Exercise
The listing below contains a span that opens with the line containing "[[43, 201]]" and closes with the line containing "Task: point out the sidewalk, placing". Return that span exactly.

Raw data

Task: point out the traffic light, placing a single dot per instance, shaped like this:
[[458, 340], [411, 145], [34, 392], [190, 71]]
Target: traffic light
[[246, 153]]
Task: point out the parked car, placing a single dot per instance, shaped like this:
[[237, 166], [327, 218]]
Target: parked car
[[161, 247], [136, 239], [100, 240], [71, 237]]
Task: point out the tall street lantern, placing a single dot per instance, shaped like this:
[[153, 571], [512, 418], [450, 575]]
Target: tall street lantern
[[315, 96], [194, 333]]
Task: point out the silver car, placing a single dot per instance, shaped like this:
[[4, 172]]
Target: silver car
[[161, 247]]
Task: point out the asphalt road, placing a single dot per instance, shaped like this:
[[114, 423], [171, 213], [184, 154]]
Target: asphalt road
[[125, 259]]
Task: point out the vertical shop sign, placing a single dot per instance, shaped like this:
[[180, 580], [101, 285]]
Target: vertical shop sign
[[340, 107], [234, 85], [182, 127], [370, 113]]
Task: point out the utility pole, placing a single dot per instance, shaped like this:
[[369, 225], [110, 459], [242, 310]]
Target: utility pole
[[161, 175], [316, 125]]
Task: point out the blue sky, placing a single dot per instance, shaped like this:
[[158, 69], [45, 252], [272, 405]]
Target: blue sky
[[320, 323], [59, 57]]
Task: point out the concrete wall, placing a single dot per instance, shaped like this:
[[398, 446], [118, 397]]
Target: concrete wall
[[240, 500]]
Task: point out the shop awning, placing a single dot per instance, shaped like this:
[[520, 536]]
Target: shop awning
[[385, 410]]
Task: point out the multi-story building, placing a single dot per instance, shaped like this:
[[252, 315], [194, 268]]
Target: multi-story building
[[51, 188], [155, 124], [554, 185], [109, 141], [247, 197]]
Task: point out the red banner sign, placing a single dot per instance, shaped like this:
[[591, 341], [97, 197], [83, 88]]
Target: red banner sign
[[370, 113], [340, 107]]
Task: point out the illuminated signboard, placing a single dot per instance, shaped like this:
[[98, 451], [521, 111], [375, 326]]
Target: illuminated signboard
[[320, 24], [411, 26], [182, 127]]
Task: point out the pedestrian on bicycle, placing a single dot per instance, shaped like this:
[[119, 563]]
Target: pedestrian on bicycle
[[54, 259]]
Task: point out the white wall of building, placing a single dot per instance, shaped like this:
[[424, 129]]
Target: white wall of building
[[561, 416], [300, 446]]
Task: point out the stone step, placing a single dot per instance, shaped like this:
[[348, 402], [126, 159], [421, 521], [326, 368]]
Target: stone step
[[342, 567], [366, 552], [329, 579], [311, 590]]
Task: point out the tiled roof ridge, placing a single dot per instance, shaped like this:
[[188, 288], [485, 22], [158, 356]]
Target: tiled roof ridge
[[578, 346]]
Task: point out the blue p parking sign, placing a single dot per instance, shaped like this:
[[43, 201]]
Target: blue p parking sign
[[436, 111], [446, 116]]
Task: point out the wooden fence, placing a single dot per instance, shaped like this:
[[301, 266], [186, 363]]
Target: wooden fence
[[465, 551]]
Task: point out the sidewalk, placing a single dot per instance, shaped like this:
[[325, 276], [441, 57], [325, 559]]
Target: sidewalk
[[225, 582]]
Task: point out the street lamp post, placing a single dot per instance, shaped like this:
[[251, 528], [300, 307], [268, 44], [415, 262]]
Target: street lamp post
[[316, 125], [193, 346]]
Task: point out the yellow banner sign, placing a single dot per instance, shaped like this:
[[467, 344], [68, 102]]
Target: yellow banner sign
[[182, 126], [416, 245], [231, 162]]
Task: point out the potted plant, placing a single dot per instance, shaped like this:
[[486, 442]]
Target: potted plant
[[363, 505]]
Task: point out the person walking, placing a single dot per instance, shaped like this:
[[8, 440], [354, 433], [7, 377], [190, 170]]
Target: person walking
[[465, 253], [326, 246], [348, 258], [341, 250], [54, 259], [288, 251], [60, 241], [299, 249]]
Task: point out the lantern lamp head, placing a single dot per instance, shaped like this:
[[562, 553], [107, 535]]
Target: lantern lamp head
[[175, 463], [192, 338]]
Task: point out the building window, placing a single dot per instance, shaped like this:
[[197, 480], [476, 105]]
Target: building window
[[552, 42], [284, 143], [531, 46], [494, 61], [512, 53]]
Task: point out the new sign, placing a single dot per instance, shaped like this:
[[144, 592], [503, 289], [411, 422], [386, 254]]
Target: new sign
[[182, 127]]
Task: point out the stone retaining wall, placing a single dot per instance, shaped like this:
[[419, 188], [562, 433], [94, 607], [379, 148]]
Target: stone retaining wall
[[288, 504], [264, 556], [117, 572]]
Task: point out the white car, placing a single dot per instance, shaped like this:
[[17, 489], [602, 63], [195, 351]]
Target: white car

Answer box
[[43, 201]]
Target: blue p parking sign
[[436, 111], [446, 116]]
Task: point out the wooden fence, placing a single dot per instance, shaped like this:
[[301, 266], [186, 363]]
Target: wooden fence
[[465, 551]]
Task: point out the sidewalk, placing a single dot per instance, shaped like this:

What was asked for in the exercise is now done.